◆ Deine Aufgabe:
Beginne bei der Zeile, die "Target: guitar headstock" enthält, und gib die Daten von dort bis zu ihrem Ende vollständig und nur diese Zeilen erneut aus. Verändere dabei jede Koordinate der ermittelten Begrenzungsrahmen um -72.

□ □ □

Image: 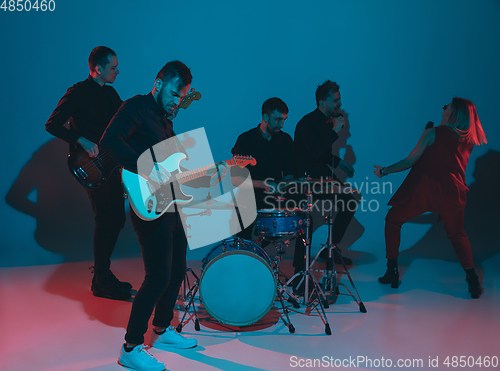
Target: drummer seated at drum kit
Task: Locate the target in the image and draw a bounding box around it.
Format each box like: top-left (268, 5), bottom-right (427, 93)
top-left (231, 97), bottom-right (332, 289)
top-left (231, 97), bottom-right (310, 290)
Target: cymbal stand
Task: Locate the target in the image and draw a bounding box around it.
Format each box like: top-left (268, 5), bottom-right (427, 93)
top-left (177, 268), bottom-right (200, 332)
top-left (309, 208), bottom-right (366, 313)
top-left (286, 191), bottom-right (332, 335)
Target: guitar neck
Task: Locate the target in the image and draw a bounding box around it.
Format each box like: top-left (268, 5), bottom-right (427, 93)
top-left (175, 159), bottom-right (236, 184)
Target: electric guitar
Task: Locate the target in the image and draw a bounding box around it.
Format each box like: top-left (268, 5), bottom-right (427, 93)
top-left (122, 152), bottom-right (257, 221)
top-left (68, 89), bottom-right (201, 189)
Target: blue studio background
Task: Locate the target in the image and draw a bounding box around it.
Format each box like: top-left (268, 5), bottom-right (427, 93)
top-left (0, 0), bottom-right (500, 266)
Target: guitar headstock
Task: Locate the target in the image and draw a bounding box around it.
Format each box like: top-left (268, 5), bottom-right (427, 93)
top-left (179, 89), bottom-right (201, 109)
top-left (233, 155), bottom-right (257, 167)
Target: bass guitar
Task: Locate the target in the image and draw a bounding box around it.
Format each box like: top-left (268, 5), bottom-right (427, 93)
top-left (68, 89), bottom-right (201, 189)
top-left (122, 152), bottom-right (257, 221)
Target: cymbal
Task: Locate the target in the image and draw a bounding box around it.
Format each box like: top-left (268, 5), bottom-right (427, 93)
top-left (278, 177), bottom-right (357, 193)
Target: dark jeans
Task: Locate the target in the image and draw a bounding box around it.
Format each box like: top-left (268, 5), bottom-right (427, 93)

□ □ □

◆ Korrekte Ausgabe:
Target: guitar headstock
Task: Locate the target in the image and draw a bounding box around it.
Format each box like: top-left (268, 5), bottom-right (427, 93)
top-left (107, 17), bottom-right (129, 37)
top-left (161, 83), bottom-right (185, 95)
Target: bass guitar
Task: Locate the target in the image and draw a bounding box around it.
Format each box like: top-left (268, 5), bottom-right (427, 93)
top-left (-4, 17), bottom-right (129, 117)
top-left (50, 80), bottom-right (185, 149)
Target: cymbal
Task: Locate the target in the image and draw a bounding box around it.
Format each box like: top-left (268, 5), bottom-right (427, 93)
top-left (206, 105), bottom-right (285, 121)
Target: dark jeans
Task: Locate the target in the image and draw a bounding box around it.
Format each box like: top-left (268, 5), bottom-right (427, 93)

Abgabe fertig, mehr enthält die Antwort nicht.